▶ Exercise prompt: Count how many lines in the items below contain the string "fountain", and reply with that number alone.

########################################

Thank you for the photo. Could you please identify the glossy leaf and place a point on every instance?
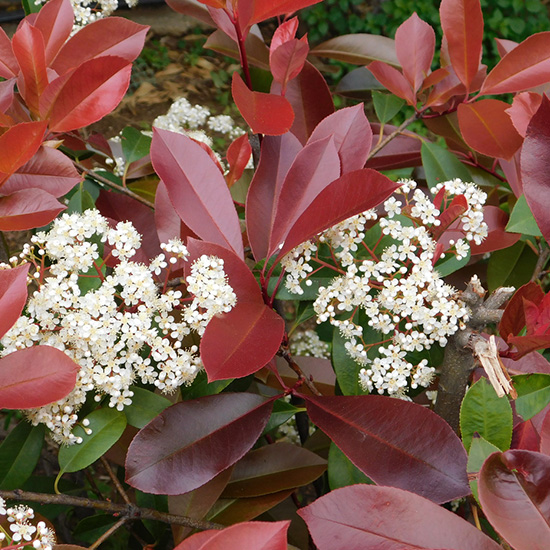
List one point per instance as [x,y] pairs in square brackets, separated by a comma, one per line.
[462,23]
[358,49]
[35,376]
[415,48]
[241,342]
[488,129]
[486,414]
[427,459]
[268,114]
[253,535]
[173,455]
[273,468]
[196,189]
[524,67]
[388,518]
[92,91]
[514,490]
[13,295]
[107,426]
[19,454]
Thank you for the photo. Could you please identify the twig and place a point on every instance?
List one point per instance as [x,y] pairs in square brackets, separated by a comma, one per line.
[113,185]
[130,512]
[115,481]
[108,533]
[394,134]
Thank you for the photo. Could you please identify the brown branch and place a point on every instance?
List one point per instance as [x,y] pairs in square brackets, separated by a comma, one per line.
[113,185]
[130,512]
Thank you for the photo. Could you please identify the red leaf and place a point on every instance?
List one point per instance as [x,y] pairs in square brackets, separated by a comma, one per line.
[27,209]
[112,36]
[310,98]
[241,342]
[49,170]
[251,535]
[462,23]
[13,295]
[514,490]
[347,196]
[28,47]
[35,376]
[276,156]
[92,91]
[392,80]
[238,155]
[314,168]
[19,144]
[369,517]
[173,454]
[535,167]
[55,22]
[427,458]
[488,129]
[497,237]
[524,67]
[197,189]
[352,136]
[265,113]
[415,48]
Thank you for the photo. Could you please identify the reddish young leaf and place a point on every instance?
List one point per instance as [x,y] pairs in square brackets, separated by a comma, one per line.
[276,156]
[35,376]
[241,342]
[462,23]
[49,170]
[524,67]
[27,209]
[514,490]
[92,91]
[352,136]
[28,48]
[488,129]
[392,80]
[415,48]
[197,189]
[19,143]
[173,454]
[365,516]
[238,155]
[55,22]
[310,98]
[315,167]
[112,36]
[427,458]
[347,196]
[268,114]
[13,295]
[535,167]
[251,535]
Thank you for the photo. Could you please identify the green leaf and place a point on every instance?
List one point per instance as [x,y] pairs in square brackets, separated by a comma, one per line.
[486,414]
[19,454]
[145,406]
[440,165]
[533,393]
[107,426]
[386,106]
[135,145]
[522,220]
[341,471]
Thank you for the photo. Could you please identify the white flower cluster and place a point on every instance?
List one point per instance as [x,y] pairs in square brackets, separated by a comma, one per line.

########################################

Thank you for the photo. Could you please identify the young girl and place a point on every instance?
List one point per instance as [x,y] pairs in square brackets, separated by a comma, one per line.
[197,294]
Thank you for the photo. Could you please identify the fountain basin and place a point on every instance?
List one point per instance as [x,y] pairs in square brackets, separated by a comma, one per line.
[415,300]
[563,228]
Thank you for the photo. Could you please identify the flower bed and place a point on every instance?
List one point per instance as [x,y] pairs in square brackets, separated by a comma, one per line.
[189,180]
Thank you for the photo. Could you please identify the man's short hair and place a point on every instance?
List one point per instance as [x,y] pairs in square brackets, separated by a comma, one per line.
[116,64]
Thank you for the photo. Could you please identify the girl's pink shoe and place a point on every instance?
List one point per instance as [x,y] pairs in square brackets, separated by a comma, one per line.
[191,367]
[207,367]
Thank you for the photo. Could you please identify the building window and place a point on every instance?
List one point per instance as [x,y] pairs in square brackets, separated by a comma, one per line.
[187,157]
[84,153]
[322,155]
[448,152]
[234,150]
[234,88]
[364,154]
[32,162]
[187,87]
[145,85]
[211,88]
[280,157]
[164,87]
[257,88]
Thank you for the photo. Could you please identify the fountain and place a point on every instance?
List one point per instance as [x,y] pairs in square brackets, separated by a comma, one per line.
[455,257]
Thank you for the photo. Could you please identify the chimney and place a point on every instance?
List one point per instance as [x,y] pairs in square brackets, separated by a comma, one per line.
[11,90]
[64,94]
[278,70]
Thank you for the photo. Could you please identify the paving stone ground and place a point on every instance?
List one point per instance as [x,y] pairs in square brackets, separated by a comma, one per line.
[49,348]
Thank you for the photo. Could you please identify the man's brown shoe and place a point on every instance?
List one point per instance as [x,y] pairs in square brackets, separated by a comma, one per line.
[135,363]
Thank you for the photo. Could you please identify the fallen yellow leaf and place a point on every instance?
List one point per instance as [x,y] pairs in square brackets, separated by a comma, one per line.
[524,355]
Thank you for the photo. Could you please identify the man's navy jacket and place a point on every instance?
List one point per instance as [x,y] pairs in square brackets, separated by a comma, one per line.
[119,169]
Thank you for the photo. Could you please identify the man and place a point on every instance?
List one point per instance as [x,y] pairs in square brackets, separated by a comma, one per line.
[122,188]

########################################

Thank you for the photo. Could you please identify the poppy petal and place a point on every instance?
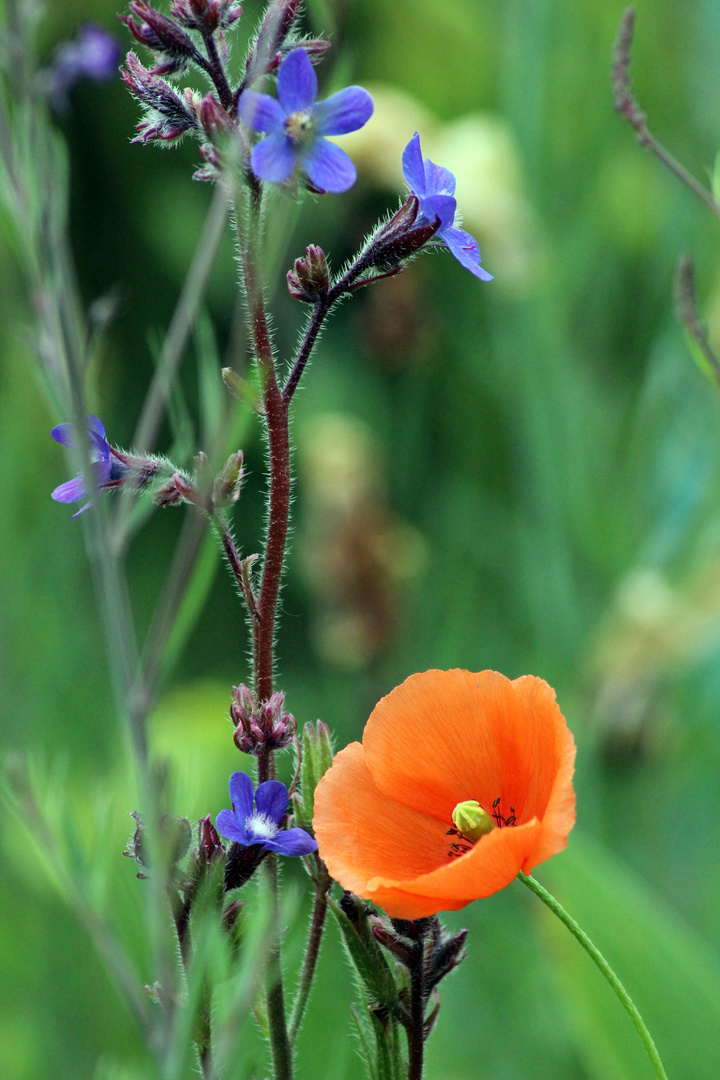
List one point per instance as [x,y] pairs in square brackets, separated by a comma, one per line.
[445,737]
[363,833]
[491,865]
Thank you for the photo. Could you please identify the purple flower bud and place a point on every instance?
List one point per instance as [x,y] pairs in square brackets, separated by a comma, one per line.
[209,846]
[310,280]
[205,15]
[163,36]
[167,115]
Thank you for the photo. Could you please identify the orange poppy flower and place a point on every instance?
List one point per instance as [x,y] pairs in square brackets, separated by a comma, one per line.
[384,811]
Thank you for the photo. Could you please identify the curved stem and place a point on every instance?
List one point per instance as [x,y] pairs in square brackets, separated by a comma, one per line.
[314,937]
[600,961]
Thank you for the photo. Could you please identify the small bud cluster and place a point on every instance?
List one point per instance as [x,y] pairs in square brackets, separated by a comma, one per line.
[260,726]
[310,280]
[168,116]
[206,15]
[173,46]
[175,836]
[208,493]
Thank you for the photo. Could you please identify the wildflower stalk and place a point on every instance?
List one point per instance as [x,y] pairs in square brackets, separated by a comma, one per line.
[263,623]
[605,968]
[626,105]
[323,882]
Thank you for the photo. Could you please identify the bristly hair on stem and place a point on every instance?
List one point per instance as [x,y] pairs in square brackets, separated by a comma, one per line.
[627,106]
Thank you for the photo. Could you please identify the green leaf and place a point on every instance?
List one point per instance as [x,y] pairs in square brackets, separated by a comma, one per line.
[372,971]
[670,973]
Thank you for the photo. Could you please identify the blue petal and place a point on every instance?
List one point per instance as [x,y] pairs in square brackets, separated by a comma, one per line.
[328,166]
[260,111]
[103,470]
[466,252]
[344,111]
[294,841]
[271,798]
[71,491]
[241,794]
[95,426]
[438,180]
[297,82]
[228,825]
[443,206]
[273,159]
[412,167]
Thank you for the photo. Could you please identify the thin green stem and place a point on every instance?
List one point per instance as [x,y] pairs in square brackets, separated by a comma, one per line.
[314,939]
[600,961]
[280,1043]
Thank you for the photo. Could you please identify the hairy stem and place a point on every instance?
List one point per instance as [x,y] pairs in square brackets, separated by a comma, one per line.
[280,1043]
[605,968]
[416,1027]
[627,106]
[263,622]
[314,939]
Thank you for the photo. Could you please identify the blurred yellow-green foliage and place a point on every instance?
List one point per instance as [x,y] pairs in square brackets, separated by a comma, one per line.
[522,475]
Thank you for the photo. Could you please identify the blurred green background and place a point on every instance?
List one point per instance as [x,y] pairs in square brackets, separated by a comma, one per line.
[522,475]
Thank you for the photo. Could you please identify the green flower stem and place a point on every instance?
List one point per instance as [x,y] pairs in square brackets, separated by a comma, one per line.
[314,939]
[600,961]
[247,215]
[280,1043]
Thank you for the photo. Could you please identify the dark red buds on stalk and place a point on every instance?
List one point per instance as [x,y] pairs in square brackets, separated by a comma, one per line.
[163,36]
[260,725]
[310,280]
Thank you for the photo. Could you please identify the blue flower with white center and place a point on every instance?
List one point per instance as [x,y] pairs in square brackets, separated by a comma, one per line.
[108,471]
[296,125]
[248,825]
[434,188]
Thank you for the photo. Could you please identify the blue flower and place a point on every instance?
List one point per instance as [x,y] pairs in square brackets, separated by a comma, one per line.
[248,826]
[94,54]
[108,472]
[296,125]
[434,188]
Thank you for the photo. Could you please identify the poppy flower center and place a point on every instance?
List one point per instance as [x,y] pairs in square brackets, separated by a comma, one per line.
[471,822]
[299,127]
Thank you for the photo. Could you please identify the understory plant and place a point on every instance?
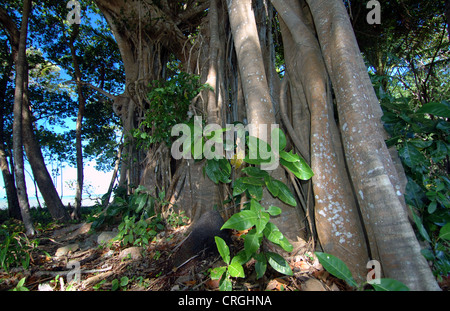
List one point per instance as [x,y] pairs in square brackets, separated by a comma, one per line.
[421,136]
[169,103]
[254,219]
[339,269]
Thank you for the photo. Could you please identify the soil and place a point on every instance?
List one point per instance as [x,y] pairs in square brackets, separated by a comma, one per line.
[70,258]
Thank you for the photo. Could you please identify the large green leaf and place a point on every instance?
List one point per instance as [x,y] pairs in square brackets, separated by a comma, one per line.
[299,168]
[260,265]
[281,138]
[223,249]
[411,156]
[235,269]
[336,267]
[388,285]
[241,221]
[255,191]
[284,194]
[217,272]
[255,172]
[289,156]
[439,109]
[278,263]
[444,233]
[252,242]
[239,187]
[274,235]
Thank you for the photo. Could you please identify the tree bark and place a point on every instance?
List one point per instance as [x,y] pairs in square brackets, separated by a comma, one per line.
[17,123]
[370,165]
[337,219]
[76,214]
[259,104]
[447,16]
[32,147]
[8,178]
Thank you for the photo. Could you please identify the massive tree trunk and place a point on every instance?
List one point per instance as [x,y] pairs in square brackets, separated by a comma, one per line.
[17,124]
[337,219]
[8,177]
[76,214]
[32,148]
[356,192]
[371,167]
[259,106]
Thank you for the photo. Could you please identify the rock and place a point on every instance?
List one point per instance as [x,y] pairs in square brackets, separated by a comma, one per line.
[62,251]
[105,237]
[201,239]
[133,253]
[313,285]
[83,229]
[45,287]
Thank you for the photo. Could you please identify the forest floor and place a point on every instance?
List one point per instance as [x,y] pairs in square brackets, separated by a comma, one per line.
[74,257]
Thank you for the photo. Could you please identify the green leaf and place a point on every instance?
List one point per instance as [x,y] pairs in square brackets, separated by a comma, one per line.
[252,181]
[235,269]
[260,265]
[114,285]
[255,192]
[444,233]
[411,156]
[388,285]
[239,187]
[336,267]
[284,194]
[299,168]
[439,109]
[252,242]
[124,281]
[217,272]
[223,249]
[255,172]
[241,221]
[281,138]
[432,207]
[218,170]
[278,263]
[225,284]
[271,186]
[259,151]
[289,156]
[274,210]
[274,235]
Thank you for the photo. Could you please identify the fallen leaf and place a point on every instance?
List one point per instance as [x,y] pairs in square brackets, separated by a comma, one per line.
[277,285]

########################################

▶ Problem solution: 2